(Point-per-instance localization data)
----------

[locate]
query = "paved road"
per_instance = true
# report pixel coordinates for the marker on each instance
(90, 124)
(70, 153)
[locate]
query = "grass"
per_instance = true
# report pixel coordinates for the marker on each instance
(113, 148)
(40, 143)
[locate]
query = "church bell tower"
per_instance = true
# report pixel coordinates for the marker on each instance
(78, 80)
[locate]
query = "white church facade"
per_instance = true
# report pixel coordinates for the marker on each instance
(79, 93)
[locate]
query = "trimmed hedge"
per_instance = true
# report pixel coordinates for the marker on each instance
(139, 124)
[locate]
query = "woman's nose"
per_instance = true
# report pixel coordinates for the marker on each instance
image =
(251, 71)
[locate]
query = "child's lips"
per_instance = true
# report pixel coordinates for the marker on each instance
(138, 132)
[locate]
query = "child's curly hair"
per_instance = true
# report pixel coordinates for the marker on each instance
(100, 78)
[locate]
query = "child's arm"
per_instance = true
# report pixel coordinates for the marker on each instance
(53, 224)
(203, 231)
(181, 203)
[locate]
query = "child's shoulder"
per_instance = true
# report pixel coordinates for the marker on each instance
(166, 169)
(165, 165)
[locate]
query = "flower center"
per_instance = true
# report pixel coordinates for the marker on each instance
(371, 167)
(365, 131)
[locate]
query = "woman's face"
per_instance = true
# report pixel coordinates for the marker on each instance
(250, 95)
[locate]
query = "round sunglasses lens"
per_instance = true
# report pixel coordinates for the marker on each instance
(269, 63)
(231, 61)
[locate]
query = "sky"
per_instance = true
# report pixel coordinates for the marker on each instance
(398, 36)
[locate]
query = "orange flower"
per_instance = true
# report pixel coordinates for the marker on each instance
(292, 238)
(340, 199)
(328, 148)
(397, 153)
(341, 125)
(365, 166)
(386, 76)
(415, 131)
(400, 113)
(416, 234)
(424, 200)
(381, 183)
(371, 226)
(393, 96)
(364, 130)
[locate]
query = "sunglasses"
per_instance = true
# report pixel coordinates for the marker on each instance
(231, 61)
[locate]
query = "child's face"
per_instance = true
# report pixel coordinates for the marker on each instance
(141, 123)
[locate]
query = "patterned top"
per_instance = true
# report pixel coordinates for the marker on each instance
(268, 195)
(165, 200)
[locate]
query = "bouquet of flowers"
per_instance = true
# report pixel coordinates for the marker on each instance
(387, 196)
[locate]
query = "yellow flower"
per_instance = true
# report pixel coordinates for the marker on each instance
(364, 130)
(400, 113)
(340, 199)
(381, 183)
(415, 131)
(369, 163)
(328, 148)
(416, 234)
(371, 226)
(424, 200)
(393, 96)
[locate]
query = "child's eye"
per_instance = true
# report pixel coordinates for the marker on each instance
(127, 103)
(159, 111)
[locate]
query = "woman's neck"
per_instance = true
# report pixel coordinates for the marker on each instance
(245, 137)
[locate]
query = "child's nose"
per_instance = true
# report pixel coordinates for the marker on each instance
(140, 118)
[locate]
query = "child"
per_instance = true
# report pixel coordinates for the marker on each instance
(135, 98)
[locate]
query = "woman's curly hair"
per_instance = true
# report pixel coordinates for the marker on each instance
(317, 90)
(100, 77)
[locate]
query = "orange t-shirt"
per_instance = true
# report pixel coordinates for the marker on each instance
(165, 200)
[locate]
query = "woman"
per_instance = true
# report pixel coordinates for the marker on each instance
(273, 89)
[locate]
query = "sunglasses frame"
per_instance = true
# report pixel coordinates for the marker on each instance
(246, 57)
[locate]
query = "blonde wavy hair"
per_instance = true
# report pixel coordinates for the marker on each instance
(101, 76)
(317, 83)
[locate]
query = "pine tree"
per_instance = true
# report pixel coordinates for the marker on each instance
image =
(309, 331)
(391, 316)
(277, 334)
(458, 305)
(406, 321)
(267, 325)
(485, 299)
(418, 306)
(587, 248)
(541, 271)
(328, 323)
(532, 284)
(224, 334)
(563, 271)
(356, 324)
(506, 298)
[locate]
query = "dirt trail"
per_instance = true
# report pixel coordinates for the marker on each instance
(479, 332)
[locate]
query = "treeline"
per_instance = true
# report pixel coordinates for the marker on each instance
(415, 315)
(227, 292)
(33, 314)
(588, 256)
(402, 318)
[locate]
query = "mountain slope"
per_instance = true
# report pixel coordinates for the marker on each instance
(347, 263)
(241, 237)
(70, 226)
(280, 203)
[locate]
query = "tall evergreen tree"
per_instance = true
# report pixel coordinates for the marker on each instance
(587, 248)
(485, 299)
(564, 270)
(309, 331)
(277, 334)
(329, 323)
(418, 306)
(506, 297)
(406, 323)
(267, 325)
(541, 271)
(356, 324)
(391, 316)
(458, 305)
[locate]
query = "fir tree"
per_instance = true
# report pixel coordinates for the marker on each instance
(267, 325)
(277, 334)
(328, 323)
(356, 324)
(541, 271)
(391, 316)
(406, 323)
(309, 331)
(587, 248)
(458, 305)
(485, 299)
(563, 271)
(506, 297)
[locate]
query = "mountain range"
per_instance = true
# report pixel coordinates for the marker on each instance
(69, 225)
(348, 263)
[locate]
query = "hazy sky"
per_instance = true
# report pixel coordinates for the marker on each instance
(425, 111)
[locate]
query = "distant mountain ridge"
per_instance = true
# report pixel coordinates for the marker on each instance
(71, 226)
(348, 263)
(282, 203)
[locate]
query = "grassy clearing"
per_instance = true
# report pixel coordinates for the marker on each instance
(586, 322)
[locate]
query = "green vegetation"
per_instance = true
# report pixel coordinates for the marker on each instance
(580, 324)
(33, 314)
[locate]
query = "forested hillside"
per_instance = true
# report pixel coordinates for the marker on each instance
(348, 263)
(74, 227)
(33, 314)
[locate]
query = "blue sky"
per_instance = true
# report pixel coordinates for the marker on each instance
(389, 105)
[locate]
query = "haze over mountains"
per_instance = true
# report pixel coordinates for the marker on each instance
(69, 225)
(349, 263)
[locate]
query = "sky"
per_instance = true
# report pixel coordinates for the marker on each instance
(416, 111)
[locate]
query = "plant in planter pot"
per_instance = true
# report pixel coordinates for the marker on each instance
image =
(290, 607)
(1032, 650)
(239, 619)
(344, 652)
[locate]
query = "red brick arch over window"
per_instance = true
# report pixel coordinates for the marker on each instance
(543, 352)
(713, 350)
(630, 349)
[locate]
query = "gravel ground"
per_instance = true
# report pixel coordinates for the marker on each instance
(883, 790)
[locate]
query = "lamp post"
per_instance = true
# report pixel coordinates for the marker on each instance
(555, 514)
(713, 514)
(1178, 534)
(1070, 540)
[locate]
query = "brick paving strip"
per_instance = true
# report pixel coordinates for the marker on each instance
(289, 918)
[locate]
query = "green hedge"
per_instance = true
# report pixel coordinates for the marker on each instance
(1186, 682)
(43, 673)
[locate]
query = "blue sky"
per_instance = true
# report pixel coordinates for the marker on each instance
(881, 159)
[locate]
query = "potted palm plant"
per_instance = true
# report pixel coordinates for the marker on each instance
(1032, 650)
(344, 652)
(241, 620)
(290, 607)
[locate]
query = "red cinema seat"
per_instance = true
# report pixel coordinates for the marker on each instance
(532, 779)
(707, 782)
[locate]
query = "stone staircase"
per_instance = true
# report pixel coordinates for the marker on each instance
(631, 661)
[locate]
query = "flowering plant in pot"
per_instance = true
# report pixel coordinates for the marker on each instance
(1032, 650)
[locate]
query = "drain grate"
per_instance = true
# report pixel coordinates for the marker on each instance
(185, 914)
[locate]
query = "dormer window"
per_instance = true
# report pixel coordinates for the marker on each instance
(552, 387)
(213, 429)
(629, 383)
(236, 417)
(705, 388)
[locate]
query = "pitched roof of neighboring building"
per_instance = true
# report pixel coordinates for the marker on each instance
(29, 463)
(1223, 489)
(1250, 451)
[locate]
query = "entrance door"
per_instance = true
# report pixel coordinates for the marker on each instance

----------

The answer must be every line of the entries that includes the word "orange".

▶ **Task answer**
query = "orange flower"
query = "orange t-shirt"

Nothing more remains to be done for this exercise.